◆ Teks
■ ■ ■ ■
Jakarta, Kompas - Pengesahan Rancangan Undang- Undang tentang Anggaran Pendapatan dan Belanja Negara menjadi UU APBN Tahun 2008 yang hanya mengalokasikan anggaran pendidikan 12 persen mencerminkan kurangnya komitmen pemerintah. Padahal, konstitusi sudah secara jelas mengamanatkan pemenuhan anggaran pendidikan 20 persen dari APBN. UU APBN 2008 itu sendiri disahkan pada Sidang Paripurna DPR di Jakarta, Selasa lalu.
Sekretaris Koalisi Pendidikan Ade Irawan, Kamis (11/10), mengatakan, keputusan untuk mengesahkan perundangan dengan anggaran pendidikan kurang dari 20 persen tersebut mencerminkan sikap pemerintah dan DPR yang pragmatis. Sampai saat ini, menyediakan anggaran yang besar untuk pelayanan publik seperti pendidikan dianggap sebagai biaya dan tidak memberi keuntungan yang segera dapat dinikmati. Anggaran lebih diprioritaskan untuk membiayai operasional dan sektor yang memberi hasil cepat sehingga mampu memberi citra positif kekuasaan.
■ ■ ■ ■
◆ Informasi Terekstraksi

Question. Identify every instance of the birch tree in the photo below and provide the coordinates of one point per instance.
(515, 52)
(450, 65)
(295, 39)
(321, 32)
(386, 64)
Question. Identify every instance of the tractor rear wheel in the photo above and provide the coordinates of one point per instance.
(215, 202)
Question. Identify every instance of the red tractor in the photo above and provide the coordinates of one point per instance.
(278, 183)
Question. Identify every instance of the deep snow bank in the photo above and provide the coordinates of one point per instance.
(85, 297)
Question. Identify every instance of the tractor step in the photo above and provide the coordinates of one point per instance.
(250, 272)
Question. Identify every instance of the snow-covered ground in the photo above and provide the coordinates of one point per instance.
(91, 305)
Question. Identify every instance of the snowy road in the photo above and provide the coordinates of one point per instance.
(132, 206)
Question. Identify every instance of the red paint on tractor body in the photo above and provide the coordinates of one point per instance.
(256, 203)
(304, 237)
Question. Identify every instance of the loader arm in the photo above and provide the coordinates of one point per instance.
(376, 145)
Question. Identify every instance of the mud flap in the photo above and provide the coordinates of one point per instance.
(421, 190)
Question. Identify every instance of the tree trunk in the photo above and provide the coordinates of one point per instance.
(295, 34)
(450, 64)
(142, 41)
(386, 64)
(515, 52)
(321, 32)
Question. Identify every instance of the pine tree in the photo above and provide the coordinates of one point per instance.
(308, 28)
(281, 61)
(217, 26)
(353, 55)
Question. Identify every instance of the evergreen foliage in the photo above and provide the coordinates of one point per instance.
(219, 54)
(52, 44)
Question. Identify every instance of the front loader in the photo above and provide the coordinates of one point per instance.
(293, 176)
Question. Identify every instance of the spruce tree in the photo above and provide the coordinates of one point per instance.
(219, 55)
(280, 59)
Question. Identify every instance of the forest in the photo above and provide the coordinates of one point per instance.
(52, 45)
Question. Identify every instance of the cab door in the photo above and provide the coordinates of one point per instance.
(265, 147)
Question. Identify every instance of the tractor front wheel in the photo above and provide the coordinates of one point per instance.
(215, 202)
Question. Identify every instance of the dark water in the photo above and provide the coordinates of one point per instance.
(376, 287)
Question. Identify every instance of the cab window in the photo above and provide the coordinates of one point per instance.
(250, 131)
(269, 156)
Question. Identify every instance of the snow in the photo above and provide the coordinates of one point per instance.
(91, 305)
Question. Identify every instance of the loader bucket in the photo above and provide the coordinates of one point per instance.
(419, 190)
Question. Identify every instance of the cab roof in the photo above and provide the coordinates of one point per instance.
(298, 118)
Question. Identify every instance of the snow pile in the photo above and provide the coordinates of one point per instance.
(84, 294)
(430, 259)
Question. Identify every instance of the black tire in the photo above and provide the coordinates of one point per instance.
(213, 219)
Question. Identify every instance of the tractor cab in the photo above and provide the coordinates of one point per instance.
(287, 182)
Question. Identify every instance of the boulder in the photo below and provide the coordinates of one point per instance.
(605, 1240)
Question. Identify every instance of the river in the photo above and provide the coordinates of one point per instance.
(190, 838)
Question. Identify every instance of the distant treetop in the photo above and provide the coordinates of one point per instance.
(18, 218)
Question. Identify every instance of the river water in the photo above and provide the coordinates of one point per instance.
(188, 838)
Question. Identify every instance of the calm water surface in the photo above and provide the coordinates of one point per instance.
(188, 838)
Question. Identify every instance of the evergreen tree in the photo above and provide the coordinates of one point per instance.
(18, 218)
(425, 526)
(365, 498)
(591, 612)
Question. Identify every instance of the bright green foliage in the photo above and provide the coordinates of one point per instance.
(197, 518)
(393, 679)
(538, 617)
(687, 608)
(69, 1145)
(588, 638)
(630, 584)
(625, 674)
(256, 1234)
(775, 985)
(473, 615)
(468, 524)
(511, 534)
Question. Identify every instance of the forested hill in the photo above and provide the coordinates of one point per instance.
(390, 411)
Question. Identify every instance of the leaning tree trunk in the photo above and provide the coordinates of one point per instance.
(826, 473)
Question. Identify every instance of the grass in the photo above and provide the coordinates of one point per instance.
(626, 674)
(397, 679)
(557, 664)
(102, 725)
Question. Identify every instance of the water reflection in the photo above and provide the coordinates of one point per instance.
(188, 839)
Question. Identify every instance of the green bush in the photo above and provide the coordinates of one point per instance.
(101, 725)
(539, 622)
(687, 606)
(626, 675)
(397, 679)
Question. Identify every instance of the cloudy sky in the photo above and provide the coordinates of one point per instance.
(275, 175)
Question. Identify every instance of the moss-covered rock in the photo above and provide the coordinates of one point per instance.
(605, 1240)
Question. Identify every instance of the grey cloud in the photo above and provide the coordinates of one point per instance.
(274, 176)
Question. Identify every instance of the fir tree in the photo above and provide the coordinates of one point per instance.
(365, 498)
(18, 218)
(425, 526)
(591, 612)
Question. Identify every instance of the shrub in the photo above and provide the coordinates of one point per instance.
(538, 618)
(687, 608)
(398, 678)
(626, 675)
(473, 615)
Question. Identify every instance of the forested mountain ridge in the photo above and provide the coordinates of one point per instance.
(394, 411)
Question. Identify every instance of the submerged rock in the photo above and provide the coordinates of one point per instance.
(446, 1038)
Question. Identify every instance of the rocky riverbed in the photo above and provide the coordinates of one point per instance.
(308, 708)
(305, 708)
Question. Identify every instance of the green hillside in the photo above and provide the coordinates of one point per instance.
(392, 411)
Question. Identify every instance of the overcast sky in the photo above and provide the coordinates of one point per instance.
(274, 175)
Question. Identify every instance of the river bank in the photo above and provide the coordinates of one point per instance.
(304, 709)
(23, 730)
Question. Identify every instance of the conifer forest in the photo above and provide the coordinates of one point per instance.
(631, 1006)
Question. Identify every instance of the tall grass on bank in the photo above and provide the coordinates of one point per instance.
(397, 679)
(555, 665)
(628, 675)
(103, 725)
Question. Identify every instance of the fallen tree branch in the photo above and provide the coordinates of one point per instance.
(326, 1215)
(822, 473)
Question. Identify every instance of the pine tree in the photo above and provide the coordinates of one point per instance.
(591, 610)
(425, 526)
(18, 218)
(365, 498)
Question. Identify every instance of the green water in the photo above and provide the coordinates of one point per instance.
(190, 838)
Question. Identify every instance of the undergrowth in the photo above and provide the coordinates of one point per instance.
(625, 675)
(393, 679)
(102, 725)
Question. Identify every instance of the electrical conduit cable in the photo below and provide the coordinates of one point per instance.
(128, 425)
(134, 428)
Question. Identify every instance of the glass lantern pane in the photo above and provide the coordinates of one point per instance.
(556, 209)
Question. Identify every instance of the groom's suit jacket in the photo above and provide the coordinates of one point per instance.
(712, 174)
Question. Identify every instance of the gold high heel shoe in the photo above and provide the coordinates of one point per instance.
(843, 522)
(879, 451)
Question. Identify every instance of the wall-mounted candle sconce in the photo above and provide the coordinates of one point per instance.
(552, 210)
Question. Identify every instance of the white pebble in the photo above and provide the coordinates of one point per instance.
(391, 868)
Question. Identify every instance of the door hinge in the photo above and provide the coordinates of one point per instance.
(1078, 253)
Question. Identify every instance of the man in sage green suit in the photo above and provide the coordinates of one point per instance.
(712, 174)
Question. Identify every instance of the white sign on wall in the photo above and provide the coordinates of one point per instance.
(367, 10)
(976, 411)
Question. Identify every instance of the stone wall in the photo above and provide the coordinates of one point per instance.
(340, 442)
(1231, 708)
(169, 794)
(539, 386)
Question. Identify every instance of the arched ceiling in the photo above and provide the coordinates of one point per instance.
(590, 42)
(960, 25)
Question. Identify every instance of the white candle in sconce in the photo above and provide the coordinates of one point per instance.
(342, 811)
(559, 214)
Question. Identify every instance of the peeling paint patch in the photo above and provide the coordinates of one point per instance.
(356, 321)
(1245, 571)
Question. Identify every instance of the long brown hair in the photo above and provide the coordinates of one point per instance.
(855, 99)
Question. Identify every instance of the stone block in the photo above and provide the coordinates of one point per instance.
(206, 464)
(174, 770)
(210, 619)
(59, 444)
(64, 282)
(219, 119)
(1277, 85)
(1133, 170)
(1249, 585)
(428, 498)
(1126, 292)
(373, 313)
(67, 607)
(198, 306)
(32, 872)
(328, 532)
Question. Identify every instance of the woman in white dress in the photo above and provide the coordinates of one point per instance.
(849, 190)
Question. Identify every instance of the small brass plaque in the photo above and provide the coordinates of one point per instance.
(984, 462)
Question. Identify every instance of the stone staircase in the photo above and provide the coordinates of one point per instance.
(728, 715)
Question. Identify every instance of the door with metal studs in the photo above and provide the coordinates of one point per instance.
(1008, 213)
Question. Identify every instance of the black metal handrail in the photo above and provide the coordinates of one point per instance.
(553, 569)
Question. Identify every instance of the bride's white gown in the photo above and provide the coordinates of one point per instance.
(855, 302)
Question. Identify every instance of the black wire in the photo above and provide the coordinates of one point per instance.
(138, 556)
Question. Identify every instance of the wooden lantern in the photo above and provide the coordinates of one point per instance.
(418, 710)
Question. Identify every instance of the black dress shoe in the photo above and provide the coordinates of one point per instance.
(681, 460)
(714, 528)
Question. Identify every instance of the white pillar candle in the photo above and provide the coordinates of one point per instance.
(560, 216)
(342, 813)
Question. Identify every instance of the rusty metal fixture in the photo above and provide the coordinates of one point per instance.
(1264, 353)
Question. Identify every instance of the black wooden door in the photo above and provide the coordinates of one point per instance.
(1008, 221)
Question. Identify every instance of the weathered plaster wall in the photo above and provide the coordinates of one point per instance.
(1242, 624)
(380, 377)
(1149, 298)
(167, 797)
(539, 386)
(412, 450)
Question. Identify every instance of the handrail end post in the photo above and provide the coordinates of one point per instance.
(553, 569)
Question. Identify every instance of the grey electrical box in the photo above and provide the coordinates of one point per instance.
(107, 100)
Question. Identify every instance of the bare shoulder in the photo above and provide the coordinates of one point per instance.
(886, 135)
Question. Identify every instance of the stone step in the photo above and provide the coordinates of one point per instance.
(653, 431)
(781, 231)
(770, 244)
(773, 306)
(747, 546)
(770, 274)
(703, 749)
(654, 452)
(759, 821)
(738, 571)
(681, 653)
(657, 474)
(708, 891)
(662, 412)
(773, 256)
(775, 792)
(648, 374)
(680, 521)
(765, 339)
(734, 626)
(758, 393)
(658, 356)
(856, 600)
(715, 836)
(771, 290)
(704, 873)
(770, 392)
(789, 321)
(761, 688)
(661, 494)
■ ■ ■ ■
◆ Tantangan
a) Tuliskan ulang secara persis bagian berita tentang anggaran pendidikan, mulai dari "Sekretaris Koalisi Pendidikan" dan berakhir pada "citra positif kekuasaan.".
b) Jawablah pertanyaan berikut berdasarkan berita tentang anggaran pendidikan.
(i) Berapa persen anggaran pendidikan yang dialokasikan dalam UU APBN Tahun 2008?
(ii) Dalam forum apa UU APBN 2008 disahkan?
(iii) Apa jabatan Ade Irawan?
c) Lanjutkan berita tentang anggaran pendidikan itu, dimulai setelah kalimat terakhirnya.

◆ Hasil
a)
Sekretaris Koalisi Pendidikan Ade Irawan, Kamis (11/10), mengatakan, keputusan untuk mengesahkan perundangan dengan anggaran pendidikan kurang dari 20 persen tersebut mencerminkan sikap pemerintah dan DPR yang pragmatis. Sampai saat ini, menyediakan anggaran yang besar untuk pelayanan publik seperti pendidikan dianggap sebagai biaya dan tidak memberi keuntungan yang segera dapat dinikmati. Anggaran lebih diprioritaskan untuk membiayai operasional dan sektor yang memberi hasil cepat sehingga mampu memberi citra positif kekuasaan.

b)
(i) Anggaran pendidikan yang dialokasikan sebesar 12 persen.
(ii) UU APBN 2008 disahkan dalam Sidang Paripurna DPR di Jakarta.
(iii) Ade Irawan adalah Sekretaris Koalisi Pendidikan.

c)
"Padahal, pendidikan merupakan bagian dari tujuan utama negara modern. Kemajuan pendidikan meningkatkan pula kualitas sumber daya manusia dan daya saing internasional. Tingkat pendidikan pekerja yang tinggi dibutuhkan untuk pembangunan ekonomi saat ini," kata Ade.
Pendidikan merupakan katalis penting pembangunan. Mengutip hasil penelitian yang dilakukan oleh Bank Dunia, terlihat bahwa faktor penting kesuksesan ekonomi di Asia Timur sejak tahun 1970-an hingga 1990 merupakan hasil dari investasi dalam sumber daya manusia, terutama melalui bidang pendidikan.
Selain itu, Koalisi Pendidikan juga menyoroti soal proses penganggaran yang tidak partisipatif dan bersifat top-down atau dari atas ke bawah. Akibatnya, tidak terdapat sinergi program antara Departemen Pendidikan Nasional, perguruan tinggi, dan sekolah. Di samping itu, distribusi dan penggunaan anggaran pendidikan juga belum terkontrol dengan baik. (INE)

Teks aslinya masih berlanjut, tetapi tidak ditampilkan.